◆ Exercise goal ◆
Show every line of the data below that contains the word "with". Case counts.

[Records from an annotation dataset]
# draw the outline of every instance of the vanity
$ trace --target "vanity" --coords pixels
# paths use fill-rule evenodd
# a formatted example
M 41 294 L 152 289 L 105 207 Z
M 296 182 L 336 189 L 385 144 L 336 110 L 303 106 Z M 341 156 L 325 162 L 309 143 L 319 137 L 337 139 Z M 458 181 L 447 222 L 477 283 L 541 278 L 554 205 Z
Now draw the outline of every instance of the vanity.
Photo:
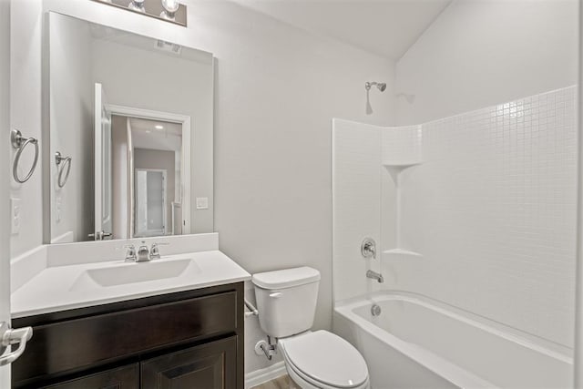
M 49 266 L 13 294 L 13 387 L 243 388 L 249 279 L 217 250 Z
M 215 58 L 119 15 L 44 15 L 47 214 L 11 261 L 12 325 L 33 328 L 12 386 L 242 389 L 251 275 L 213 232 Z

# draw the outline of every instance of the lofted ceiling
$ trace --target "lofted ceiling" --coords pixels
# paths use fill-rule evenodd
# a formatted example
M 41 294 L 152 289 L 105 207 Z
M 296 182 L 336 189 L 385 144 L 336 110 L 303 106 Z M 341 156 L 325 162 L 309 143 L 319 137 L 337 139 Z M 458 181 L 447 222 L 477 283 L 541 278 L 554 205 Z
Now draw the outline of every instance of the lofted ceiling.
M 399 59 L 451 0 L 235 0 L 314 34 Z

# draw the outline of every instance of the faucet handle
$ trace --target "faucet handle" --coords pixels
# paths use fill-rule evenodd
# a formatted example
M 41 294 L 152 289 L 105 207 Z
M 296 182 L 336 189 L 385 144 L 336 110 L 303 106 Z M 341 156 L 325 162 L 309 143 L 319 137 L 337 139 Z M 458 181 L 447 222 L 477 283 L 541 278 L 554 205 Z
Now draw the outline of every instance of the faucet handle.
M 136 246 L 133 244 L 124 244 L 119 249 L 126 249 L 126 261 L 127 262 L 135 262 L 136 261 Z M 117 250 L 119 250 L 117 249 Z
M 152 243 L 152 247 L 149 249 L 149 259 L 159 260 L 160 249 L 159 246 L 168 246 L 169 243 Z
M 361 244 L 361 254 L 364 258 L 376 259 L 376 242 L 373 238 L 364 238 Z

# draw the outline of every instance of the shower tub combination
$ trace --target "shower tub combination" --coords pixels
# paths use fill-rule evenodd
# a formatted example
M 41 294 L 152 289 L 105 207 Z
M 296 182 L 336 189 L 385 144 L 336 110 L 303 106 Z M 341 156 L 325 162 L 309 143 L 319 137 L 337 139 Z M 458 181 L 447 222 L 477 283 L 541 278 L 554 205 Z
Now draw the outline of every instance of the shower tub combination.
M 568 348 L 421 295 L 337 305 L 333 327 L 364 356 L 373 389 L 572 387 Z

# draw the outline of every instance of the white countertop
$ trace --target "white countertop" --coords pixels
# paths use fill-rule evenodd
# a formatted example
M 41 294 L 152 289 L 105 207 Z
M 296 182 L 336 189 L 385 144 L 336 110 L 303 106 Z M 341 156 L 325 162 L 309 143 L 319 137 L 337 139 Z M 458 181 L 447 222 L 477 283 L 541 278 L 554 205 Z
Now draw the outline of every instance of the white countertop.
M 154 281 L 102 286 L 87 276 L 87 271 L 98 272 L 99 270 L 115 267 L 120 270 L 120 273 L 124 271 L 131 273 L 131 269 L 128 270 L 131 267 L 138 271 L 140 266 L 186 259 L 191 261 L 179 276 Z M 251 280 L 251 274 L 218 250 L 170 255 L 151 262 L 112 261 L 49 266 L 12 293 L 12 317 L 32 316 L 248 280 Z

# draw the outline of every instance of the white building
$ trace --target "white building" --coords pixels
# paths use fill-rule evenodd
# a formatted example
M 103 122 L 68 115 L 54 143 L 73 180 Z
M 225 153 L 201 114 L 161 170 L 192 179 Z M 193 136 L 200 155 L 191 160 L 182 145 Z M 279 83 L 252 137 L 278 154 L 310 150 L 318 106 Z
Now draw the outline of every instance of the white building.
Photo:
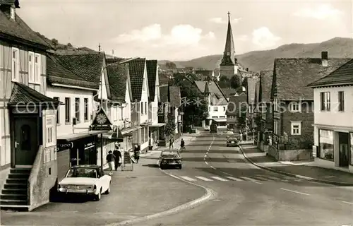
M 214 81 L 195 81 L 200 91 L 208 98 L 208 118 L 203 121 L 202 126 L 205 129 L 210 129 L 213 121 L 218 127 L 227 128 L 227 106 L 228 100 L 222 89 Z
M 314 93 L 315 162 L 353 172 L 353 60 L 309 86 Z

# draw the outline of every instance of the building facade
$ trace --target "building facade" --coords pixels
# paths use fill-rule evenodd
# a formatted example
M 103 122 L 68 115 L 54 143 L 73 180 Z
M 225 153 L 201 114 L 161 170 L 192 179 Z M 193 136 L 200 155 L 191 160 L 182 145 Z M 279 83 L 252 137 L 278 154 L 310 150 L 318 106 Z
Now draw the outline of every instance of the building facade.
M 314 97 L 313 155 L 320 166 L 353 172 L 353 60 L 311 84 Z

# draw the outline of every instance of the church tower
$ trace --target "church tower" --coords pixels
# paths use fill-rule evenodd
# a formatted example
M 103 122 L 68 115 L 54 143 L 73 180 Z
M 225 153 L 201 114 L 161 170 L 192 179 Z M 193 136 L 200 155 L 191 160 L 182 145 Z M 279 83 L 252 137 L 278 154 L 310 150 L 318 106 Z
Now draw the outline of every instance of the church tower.
M 230 24 L 230 13 L 228 12 L 228 29 L 227 30 L 227 37 L 225 40 L 225 52 L 220 64 L 220 76 L 225 76 L 230 79 L 233 76 L 237 75 L 238 71 L 238 62 L 235 58 L 234 41 L 232 25 Z

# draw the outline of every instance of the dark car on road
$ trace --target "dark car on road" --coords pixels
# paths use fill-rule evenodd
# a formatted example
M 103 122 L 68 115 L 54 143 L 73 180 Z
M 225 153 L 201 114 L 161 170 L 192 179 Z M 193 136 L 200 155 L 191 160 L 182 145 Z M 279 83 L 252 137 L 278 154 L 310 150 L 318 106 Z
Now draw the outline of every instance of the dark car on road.
M 159 166 L 162 170 L 170 167 L 181 169 L 182 162 L 181 155 L 176 150 L 162 150 L 160 153 Z
M 238 138 L 229 136 L 227 138 L 227 147 L 237 147 L 239 145 Z

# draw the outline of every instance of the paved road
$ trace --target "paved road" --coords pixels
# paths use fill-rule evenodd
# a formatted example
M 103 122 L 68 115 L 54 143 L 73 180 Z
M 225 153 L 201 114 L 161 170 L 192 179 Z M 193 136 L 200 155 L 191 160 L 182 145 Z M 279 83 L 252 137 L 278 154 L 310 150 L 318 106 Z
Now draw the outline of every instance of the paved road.
M 353 225 L 353 189 L 263 171 L 247 163 L 224 135 L 205 133 L 182 153 L 184 166 L 165 170 L 217 196 L 199 207 L 133 225 Z

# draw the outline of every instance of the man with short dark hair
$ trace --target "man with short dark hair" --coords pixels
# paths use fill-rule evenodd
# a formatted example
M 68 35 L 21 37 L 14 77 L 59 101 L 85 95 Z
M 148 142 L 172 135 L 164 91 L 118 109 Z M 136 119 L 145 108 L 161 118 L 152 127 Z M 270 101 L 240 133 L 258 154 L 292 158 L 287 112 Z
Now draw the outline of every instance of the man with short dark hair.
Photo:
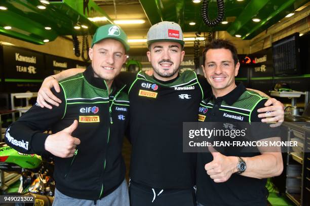
M 117 25 L 98 28 L 91 65 L 60 81 L 60 92 L 53 91 L 59 106 L 36 103 L 6 132 L 7 143 L 20 152 L 54 155 L 53 205 L 129 205 L 121 152 L 129 102 L 125 85 L 114 80 L 127 59 L 127 41 Z M 50 129 L 52 134 L 43 133 Z
M 247 90 L 242 83 L 235 82 L 240 63 L 235 46 L 227 40 L 213 40 L 204 50 L 203 59 L 203 69 L 212 95 L 201 103 L 200 120 L 260 122 L 257 110 L 263 106 L 267 99 Z M 262 128 L 269 128 L 261 124 L 264 125 Z M 258 129 L 255 132 L 260 132 Z M 254 137 L 259 141 L 280 140 L 273 136 Z M 250 137 L 250 140 L 254 139 Z M 210 149 L 210 152 L 198 155 L 199 205 L 266 205 L 266 178 L 279 176 L 283 170 L 281 150 L 277 148 L 270 151 L 268 147 L 258 147 L 258 152 L 245 153 L 226 148 L 221 153 Z

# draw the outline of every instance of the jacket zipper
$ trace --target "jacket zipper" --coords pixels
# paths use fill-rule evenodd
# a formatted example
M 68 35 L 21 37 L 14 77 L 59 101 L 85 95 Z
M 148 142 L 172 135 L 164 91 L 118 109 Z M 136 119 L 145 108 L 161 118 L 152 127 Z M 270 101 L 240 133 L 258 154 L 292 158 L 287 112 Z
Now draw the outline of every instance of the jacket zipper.
M 78 149 L 76 149 L 75 150 L 75 152 L 73 154 L 73 158 L 72 158 L 72 160 L 71 161 L 71 163 L 70 163 L 70 166 L 69 166 L 69 169 L 68 170 L 68 172 L 67 172 L 67 174 L 66 174 L 65 175 L 65 179 L 67 177 L 67 175 L 68 175 L 68 174 L 69 173 L 69 172 L 70 171 L 70 169 L 71 169 L 71 166 L 72 166 L 72 164 L 73 163 L 73 162 L 74 160 L 74 159 L 75 158 L 75 156 L 78 154 L 78 150 L 79 150 Z
M 103 82 L 104 82 L 104 84 L 105 84 L 105 86 L 106 87 L 107 90 L 107 85 L 106 85 L 106 83 L 105 83 L 105 80 L 103 80 Z M 111 103 L 111 105 L 110 105 L 110 106 L 109 107 L 109 116 L 110 117 L 110 124 L 112 124 L 113 123 L 113 119 L 112 119 L 112 115 L 111 115 L 111 113 L 112 113 L 112 106 L 113 106 L 113 104 L 114 103 L 114 100 L 115 100 L 115 99 L 117 98 L 117 97 L 118 97 L 118 96 L 120 94 L 120 93 L 121 93 L 121 92 L 122 91 L 122 90 L 123 90 L 123 89 L 124 88 L 125 88 L 125 87 L 126 86 L 126 85 L 125 85 L 124 87 L 123 87 L 122 88 L 122 89 L 121 89 L 119 92 L 118 92 L 118 93 L 117 93 L 117 94 L 115 95 L 115 96 L 114 97 L 114 98 L 113 98 L 113 100 L 112 101 L 112 103 Z M 110 96 L 110 94 L 109 94 L 109 97 Z M 107 139 L 107 145 L 109 143 L 109 140 L 110 139 L 110 125 L 109 124 L 109 128 L 108 128 L 108 139 Z M 104 158 L 104 164 L 103 164 L 103 172 L 104 172 L 104 171 L 105 171 L 105 164 L 106 163 L 106 159 L 105 158 L 105 157 Z M 101 185 L 101 190 L 100 191 L 100 194 L 99 194 L 99 198 L 100 199 L 100 197 L 101 196 L 101 195 L 102 195 L 102 193 L 103 193 L 103 190 L 104 190 L 104 187 L 103 187 L 103 183 L 102 183 Z

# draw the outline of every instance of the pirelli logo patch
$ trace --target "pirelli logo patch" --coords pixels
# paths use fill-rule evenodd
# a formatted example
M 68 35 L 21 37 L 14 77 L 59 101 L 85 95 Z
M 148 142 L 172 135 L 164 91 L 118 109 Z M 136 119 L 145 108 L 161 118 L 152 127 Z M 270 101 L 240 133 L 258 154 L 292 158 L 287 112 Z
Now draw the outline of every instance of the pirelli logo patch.
M 206 116 L 202 115 L 201 114 L 198 114 L 198 121 L 205 121 Z
M 157 92 L 150 92 L 146 90 L 140 90 L 139 91 L 139 96 L 143 97 L 151 97 L 156 98 L 157 97 Z
M 99 116 L 80 116 L 79 122 L 99 122 L 100 121 Z

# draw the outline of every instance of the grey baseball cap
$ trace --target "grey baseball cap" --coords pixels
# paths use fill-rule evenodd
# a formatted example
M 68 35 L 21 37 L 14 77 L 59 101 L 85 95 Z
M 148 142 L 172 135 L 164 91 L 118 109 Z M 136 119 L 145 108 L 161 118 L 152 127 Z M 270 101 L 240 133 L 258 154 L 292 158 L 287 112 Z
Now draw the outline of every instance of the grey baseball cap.
M 147 32 L 147 47 L 156 42 L 176 42 L 182 46 L 184 43 L 181 27 L 171 21 L 162 21 L 151 26 Z

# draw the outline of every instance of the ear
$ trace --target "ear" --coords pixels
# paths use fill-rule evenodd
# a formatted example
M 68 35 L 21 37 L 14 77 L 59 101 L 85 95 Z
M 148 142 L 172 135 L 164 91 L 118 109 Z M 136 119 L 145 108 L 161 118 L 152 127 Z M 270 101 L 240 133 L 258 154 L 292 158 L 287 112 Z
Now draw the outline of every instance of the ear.
M 89 48 L 89 50 L 88 51 L 88 55 L 89 55 L 89 58 L 91 60 L 93 60 L 93 49 Z
M 201 65 L 201 68 L 203 69 L 203 71 L 204 72 L 204 75 L 205 76 L 205 78 L 207 78 L 207 75 L 206 75 L 206 71 L 205 71 L 205 67 L 204 65 Z
M 146 56 L 147 56 L 148 61 L 150 62 L 150 52 L 149 51 L 148 51 L 147 52 L 146 52 Z
M 237 63 L 235 67 L 235 76 L 237 76 L 238 75 L 238 72 L 239 71 L 239 67 L 240 67 L 240 63 L 239 62 Z
M 124 55 L 124 57 L 123 57 L 124 59 L 123 60 L 123 64 L 125 64 L 125 63 L 126 62 L 126 60 L 127 60 L 127 54 L 126 53 L 125 53 L 125 54 Z

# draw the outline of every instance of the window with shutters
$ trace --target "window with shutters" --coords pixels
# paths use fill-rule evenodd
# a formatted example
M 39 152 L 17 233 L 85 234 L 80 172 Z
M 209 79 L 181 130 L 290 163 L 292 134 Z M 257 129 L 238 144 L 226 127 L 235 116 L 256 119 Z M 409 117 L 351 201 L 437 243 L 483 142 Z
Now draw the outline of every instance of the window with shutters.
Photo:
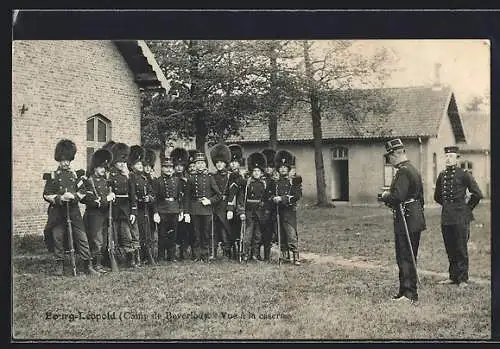
M 87 166 L 92 154 L 111 140 L 111 121 L 101 114 L 87 119 Z

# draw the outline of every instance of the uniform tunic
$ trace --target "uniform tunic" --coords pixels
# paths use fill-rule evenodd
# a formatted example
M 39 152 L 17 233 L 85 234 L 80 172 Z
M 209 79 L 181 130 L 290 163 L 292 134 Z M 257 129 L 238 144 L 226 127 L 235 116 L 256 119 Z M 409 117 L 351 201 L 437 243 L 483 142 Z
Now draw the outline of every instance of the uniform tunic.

◆ Worked answer ◆
# draw the outline of every instance of the man with short dark hair
$ trace --target "man with short dark hair" --coords pixels
Now draw the outline of every instance of the man with short dark hair.
# draw the outline of every instance of the window with shutters
$ trace --target "window with shutters" --coords pixels
Now draw the outline of every instance of the window with shutters.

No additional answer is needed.